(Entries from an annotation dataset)
------------------------------------------------
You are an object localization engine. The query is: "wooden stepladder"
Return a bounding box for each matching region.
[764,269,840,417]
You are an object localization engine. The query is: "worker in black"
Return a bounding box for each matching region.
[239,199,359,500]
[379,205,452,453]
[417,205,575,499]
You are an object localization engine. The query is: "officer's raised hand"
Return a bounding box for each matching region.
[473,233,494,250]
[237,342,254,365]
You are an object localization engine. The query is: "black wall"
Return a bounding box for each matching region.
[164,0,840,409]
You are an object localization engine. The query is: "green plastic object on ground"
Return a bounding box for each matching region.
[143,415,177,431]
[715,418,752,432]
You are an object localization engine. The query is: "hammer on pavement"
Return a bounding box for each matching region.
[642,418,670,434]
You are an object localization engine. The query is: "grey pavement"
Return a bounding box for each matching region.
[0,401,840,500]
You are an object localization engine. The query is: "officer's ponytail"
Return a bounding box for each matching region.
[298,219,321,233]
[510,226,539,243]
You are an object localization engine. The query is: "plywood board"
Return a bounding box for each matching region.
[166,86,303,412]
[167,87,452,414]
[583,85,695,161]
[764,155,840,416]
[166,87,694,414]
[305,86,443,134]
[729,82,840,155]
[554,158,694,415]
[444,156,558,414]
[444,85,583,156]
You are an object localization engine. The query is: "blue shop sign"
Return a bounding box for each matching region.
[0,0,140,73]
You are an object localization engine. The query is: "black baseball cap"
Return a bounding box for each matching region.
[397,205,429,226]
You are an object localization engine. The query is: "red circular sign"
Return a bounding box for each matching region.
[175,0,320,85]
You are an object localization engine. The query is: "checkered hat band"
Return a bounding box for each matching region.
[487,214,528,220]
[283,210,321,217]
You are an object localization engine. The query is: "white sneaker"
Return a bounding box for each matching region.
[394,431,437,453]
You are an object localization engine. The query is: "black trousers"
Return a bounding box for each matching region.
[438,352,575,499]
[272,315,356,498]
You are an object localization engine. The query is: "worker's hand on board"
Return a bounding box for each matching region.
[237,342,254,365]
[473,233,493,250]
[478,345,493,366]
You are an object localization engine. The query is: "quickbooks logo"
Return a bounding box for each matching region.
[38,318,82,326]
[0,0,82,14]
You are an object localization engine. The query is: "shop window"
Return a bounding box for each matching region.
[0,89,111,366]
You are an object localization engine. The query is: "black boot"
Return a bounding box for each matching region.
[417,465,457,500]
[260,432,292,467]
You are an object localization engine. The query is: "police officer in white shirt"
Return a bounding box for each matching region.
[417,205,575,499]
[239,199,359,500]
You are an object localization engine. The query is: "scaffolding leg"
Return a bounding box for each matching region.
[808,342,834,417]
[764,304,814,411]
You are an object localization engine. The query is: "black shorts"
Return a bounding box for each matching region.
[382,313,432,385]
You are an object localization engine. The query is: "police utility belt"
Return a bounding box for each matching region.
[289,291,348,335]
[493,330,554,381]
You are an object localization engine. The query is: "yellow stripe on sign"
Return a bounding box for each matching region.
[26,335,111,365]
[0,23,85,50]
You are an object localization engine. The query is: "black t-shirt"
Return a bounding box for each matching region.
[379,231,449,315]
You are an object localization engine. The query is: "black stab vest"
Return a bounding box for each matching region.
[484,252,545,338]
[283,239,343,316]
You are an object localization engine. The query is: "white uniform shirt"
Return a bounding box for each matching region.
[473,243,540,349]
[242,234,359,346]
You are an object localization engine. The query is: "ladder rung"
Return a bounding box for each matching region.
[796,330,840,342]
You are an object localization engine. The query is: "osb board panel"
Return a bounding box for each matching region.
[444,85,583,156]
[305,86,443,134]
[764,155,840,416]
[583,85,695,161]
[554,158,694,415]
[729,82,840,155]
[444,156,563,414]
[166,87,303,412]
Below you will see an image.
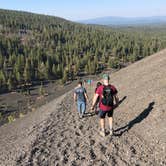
------------------------------------------------
> Given exercise
Copy out, word for word, the lines of the entries above from the line with "plastic object on" to the line with "[272,315,356,498]", both included, and no others.

> Full response
You are an object localization engine. The query is: "green plastic object on ground"
Return a bounding box for each matching region.
[143,415,177,431]
[715,418,752,432]
You are an object localization engine. The query is: "hammer on pavement"
Return a bounding box for each matching region.
[642,418,670,434]
You are an object localization engine. The query is: "grey pavement"
Return a bounding box for each matching region.
[0,401,840,500]
You are an object localization engine. The query is: "officer's ponytail"
Return a bounding box for each matching region.
[298,219,321,233]
[510,226,539,243]
You are an object localization engine. The query is: "plywood board"
Return a bounding box for each matching region.
[166,86,303,412]
[167,87,452,414]
[583,85,695,161]
[764,155,840,416]
[166,87,694,414]
[305,86,443,134]
[729,82,840,155]
[554,158,694,415]
[444,156,558,414]
[444,85,583,156]
You are an object localization engine. The query is: "blue shop sign"
Return a bounding box for each matching region.
[0,0,140,73]
You are an object localization engine. The query is: "black baseball cap"
Return a bounding box for each matching region.
[397,205,429,226]
You are an object localization engine. The query is: "red circular sign"
Return a bounding box for each matching region.
[175,0,320,85]
You are an object localization engine. The query is: "checkered hat band"
Return a bounding box for each matching region.
[487,214,528,220]
[283,210,321,217]
You are an object localization engine. The query is: "white sneaker"
Return a bounding box for each matching region.
[394,431,437,453]
You are an object localization engine. The query is: "black trousers"
Return a bounding box for each matching region.
[438,352,575,499]
[272,315,356,498]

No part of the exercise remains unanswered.